DATA IN THIS EXERCISE:
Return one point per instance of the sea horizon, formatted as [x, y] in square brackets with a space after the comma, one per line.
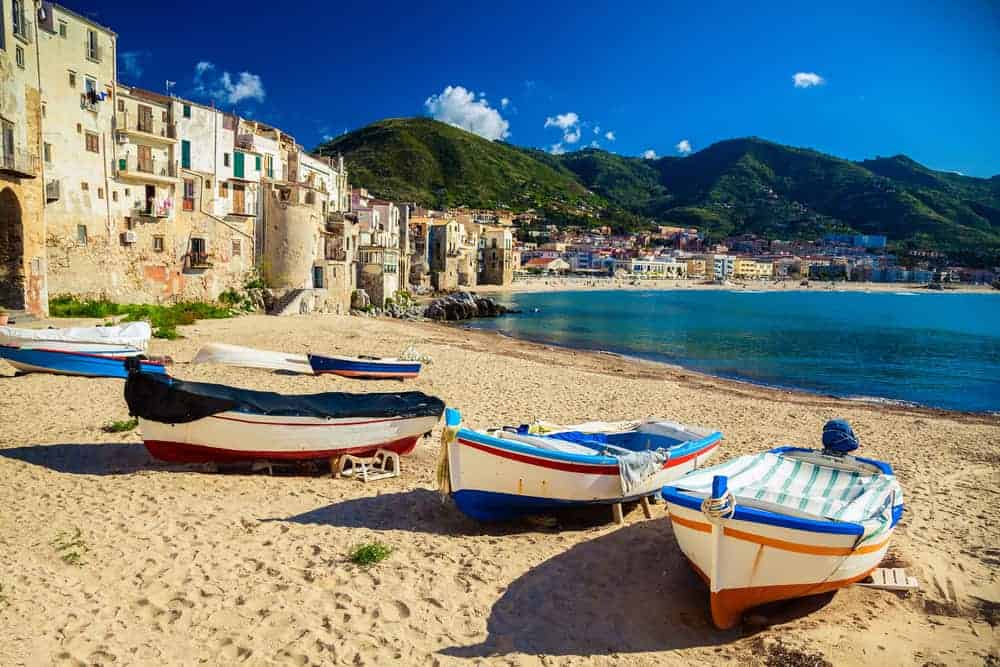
[908, 355]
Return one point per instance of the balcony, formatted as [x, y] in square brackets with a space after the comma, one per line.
[20, 163]
[244, 142]
[145, 129]
[22, 28]
[151, 209]
[93, 51]
[153, 170]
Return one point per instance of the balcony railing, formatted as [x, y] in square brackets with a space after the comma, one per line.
[20, 162]
[151, 209]
[244, 142]
[53, 190]
[93, 51]
[22, 29]
[158, 167]
[129, 122]
[199, 260]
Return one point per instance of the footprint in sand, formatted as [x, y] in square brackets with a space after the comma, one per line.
[393, 611]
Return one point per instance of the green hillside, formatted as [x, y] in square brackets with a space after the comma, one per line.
[731, 187]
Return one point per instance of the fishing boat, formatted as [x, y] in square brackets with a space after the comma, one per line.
[510, 472]
[365, 367]
[248, 357]
[87, 351]
[786, 523]
[200, 422]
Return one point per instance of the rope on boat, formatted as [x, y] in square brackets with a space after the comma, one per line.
[717, 509]
[448, 435]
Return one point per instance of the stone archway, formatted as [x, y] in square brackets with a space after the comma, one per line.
[11, 251]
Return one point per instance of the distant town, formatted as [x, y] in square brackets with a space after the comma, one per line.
[111, 191]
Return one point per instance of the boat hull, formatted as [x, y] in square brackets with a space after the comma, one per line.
[490, 482]
[760, 563]
[364, 368]
[88, 363]
[237, 436]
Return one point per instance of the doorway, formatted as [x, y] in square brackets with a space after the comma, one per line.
[11, 251]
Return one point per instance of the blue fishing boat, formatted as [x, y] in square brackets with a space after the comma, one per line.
[89, 351]
[64, 362]
[365, 367]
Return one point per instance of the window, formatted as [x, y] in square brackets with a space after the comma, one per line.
[93, 52]
[188, 194]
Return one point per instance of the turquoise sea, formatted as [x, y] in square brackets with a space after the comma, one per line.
[932, 349]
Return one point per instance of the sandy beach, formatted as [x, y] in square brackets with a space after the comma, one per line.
[181, 565]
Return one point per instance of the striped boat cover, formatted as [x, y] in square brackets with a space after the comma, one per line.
[805, 489]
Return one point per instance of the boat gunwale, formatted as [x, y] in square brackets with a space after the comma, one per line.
[675, 495]
[682, 449]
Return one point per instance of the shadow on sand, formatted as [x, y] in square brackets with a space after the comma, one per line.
[423, 511]
[628, 591]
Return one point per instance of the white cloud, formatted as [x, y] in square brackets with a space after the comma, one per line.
[563, 121]
[133, 62]
[807, 79]
[223, 89]
[459, 107]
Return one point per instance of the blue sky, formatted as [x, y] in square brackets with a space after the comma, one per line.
[876, 78]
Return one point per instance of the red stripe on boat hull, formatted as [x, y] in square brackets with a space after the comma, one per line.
[184, 452]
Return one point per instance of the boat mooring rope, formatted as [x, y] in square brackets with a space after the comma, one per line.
[717, 509]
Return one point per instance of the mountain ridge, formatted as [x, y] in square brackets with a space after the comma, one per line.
[740, 185]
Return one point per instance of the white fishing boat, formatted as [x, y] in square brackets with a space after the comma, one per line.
[506, 473]
[200, 422]
[786, 523]
[248, 357]
[86, 351]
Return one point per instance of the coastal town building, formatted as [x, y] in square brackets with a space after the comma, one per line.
[23, 270]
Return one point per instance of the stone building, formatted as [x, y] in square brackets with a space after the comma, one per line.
[23, 282]
[496, 264]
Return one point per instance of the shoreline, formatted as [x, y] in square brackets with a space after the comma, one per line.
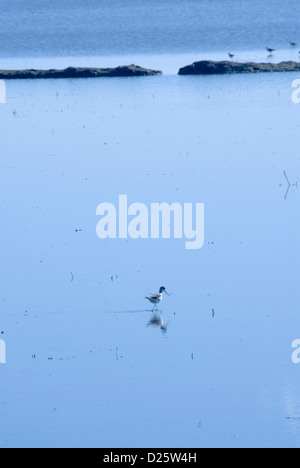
[204, 67]
[78, 72]
[210, 67]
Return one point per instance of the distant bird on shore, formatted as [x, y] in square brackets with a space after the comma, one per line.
[157, 298]
[270, 50]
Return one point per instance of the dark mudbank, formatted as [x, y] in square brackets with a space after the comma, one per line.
[208, 67]
[75, 72]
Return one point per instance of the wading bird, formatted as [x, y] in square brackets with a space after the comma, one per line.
[157, 298]
[270, 50]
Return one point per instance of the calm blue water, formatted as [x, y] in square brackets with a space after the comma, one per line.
[113, 27]
[85, 368]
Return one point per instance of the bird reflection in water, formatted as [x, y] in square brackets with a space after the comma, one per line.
[157, 321]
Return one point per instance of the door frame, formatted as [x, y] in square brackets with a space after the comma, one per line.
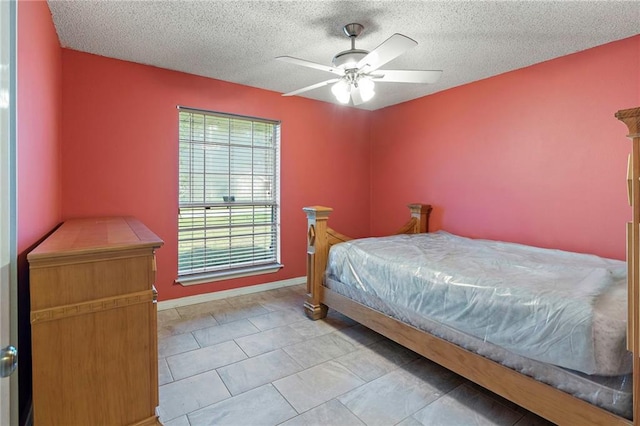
[8, 203]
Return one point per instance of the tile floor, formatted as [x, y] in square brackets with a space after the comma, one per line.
[257, 360]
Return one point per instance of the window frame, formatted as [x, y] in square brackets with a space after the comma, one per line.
[211, 272]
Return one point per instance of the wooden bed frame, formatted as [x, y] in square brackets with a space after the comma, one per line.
[544, 400]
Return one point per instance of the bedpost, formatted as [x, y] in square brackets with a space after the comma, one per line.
[317, 253]
[421, 212]
[631, 117]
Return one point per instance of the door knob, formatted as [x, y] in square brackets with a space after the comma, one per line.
[8, 361]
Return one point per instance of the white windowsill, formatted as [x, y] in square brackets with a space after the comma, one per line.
[209, 277]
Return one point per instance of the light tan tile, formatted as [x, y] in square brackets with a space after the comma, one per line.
[226, 314]
[205, 359]
[269, 340]
[371, 362]
[309, 328]
[390, 398]
[167, 315]
[184, 396]
[164, 374]
[361, 335]
[224, 332]
[257, 371]
[200, 309]
[278, 318]
[185, 325]
[467, 406]
[171, 345]
[329, 413]
[323, 348]
[317, 385]
[260, 406]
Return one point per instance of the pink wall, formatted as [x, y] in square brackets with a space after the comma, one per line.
[39, 100]
[120, 150]
[533, 156]
[39, 118]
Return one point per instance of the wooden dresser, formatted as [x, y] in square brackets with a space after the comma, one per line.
[93, 324]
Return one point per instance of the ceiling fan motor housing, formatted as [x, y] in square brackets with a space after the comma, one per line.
[349, 58]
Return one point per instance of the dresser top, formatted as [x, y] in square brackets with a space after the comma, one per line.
[95, 235]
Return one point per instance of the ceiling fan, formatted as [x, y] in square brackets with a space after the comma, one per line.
[357, 70]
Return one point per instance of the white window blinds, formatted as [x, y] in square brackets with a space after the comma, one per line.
[228, 192]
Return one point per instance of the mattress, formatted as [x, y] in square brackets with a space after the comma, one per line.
[562, 308]
[567, 300]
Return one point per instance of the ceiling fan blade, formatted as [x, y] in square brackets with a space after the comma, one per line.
[390, 49]
[313, 86]
[407, 76]
[310, 64]
[356, 96]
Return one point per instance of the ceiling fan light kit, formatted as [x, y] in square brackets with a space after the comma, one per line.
[358, 69]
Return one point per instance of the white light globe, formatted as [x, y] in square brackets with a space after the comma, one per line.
[341, 90]
[367, 88]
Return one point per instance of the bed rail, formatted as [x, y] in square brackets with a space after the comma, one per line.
[320, 238]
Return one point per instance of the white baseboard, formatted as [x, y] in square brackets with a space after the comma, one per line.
[207, 297]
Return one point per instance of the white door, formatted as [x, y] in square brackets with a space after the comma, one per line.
[8, 286]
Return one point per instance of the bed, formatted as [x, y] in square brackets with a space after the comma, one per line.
[597, 384]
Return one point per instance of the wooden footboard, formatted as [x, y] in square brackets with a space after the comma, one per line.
[544, 400]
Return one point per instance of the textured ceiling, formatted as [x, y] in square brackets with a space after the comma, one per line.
[237, 41]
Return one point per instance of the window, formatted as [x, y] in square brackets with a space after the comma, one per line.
[228, 222]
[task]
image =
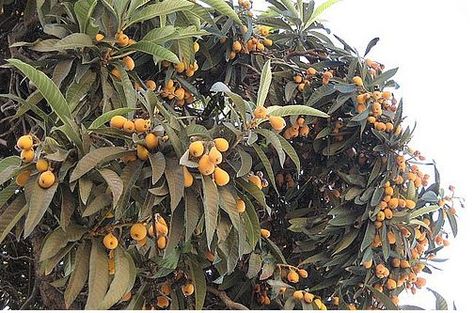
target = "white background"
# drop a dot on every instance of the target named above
(431, 42)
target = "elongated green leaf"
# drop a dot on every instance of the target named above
(245, 162)
(93, 158)
(266, 164)
(296, 109)
(74, 41)
(125, 272)
(317, 11)
(211, 207)
(199, 282)
(265, 82)
(424, 210)
(98, 276)
(158, 9)
(38, 204)
(158, 164)
(53, 96)
(155, 50)
(175, 179)
(79, 274)
(383, 298)
(222, 7)
(11, 216)
(114, 182)
(107, 116)
(101, 201)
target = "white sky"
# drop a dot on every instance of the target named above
(431, 42)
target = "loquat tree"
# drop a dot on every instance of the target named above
(190, 154)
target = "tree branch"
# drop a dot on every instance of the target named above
(225, 298)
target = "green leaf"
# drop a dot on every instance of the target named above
(158, 9)
(93, 158)
(79, 274)
(11, 215)
(383, 298)
(158, 164)
(199, 282)
(296, 109)
(114, 182)
(441, 303)
(317, 11)
(265, 81)
(124, 276)
(222, 7)
(38, 204)
(74, 41)
(211, 207)
(107, 116)
(266, 164)
(245, 162)
(53, 96)
(98, 276)
(156, 51)
(175, 179)
(83, 10)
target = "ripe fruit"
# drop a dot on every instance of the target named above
(161, 242)
(240, 206)
(142, 153)
(260, 112)
(117, 121)
(27, 155)
(25, 142)
(22, 178)
(221, 177)
(165, 289)
(141, 125)
(221, 144)
(116, 73)
(196, 149)
(46, 179)
(42, 165)
(308, 297)
(298, 295)
(293, 277)
(128, 63)
(138, 231)
(265, 233)
(236, 46)
(99, 37)
(357, 81)
(188, 177)
(391, 284)
(254, 179)
(215, 156)
(206, 167)
(187, 289)
(410, 204)
(151, 141)
(110, 241)
(129, 126)
(122, 39)
(162, 302)
(303, 273)
(195, 46)
(277, 122)
(311, 71)
(150, 84)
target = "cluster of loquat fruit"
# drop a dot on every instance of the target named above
(304, 80)
(171, 91)
(47, 178)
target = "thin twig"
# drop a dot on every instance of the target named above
(225, 298)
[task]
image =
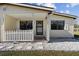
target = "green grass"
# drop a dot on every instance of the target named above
(38, 53)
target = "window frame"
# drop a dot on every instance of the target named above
(57, 27)
(26, 25)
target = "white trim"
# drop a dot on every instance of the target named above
(49, 9)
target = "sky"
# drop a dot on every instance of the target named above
(69, 8)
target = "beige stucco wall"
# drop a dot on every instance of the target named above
(68, 28)
(21, 10)
(10, 23)
(12, 20)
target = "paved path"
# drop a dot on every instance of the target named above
(66, 46)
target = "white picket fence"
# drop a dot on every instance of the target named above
(25, 35)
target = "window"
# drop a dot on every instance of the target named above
(26, 25)
(57, 25)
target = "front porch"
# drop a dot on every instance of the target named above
(11, 30)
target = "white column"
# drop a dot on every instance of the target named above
(2, 29)
(48, 29)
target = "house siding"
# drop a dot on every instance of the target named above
(68, 28)
(12, 23)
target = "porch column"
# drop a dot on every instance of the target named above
(48, 29)
(2, 29)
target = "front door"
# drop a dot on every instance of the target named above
(39, 27)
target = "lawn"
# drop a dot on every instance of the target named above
(38, 53)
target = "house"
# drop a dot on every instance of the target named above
(26, 22)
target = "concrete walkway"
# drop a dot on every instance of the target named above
(65, 46)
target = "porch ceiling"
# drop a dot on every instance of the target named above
(29, 16)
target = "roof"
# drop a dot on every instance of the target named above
(65, 15)
(31, 6)
(42, 8)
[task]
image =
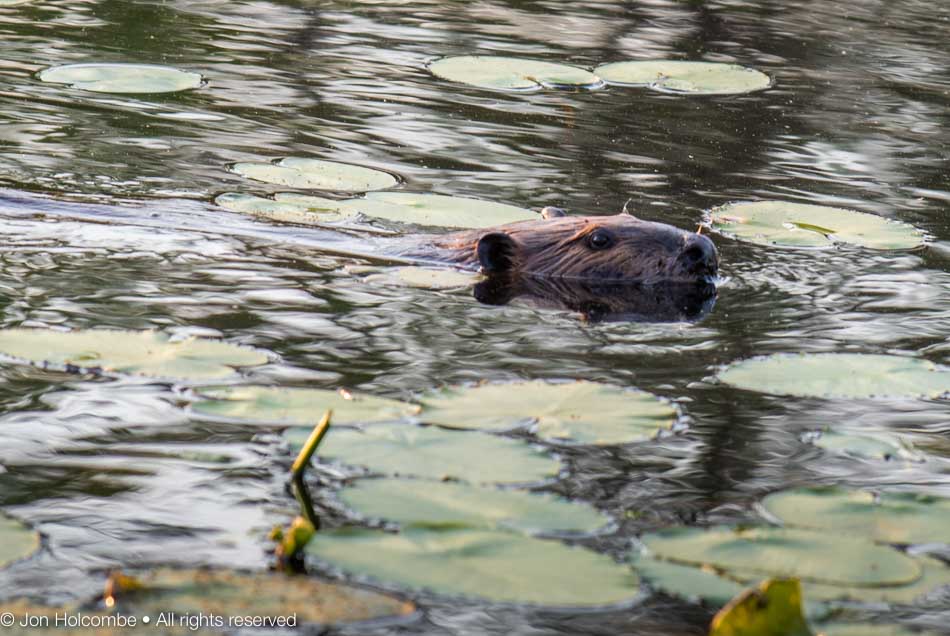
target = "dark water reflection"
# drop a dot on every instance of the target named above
(115, 474)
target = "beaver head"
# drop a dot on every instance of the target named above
(598, 301)
(619, 248)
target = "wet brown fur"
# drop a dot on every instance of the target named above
(640, 251)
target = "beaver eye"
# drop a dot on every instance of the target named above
(599, 240)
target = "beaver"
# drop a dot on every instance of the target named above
(606, 249)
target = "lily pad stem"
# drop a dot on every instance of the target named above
(310, 446)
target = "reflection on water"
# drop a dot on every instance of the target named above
(114, 473)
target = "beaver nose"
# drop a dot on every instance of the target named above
(699, 256)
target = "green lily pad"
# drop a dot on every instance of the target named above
(696, 78)
(934, 575)
(584, 412)
(496, 566)
(400, 207)
(816, 557)
(686, 581)
(773, 608)
(432, 452)
(233, 594)
(876, 445)
(440, 211)
(146, 353)
(418, 503)
(844, 375)
(436, 278)
(279, 210)
(511, 73)
(802, 225)
(232, 597)
(316, 174)
(299, 406)
(122, 78)
(866, 629)
(16, 541)
(890, 517)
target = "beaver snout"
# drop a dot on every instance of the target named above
(699, 256)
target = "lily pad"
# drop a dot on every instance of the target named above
(934, 575)
(417, 503)
(872, 445)
(816, 557)
(433, 452)
(696, 78)
(298, 406)
(496, 566)
(234, 594)
(16, 541)
(278, 210)
(686, 581)
(889, 517)
(316, 174)
(436, 278)
(866, 629)
(233, 597)
(774, 608)
(844, 375)
(789, 224)
(146, 353)
(400, 207)
(512, 73)
(439, 210)
(584, 412)
(122, 78)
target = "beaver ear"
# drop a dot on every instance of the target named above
(497, 252)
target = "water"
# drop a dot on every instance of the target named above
(114, 474)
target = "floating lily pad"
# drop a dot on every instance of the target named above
(697, 78)
(400, 207)
(815, 557)
(147, 353)
(773, 608)
(497, 566)
(282, 211)
(16, 541)
(276, 405)
(889, 517)
(231, 596)
(419, 451)
(934, 575)
(511, 73)
(845, 375)
(440, 211)
(686, 581)
(316, 174)
(802, 225)
(865, 629)
(418, 503)
(122, 78)
(584, 412)
(425, 277)
(880, 446)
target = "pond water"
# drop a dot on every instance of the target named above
(115, 474)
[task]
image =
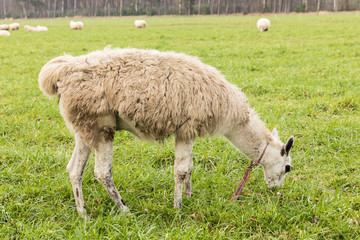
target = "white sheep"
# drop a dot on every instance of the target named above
(154, 95)
(76, 25)
(4, 27)
(263, 24)
(42, 28)
(4, 33)
(14, 26)
(31, 29)
(140, 23)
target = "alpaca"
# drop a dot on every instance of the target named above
(140, 23)
(76, 25)
(42, 28)
(4, 33)
(14, 26)
(154, 95)
(31, 28)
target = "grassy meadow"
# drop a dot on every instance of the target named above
(302, 76)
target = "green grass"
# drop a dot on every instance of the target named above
(302, 77)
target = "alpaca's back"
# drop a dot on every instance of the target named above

REQUIREMENT: Report the number of lines in the records above that contain "beaver", with no other text.

WRITTEN RESPONSE: 6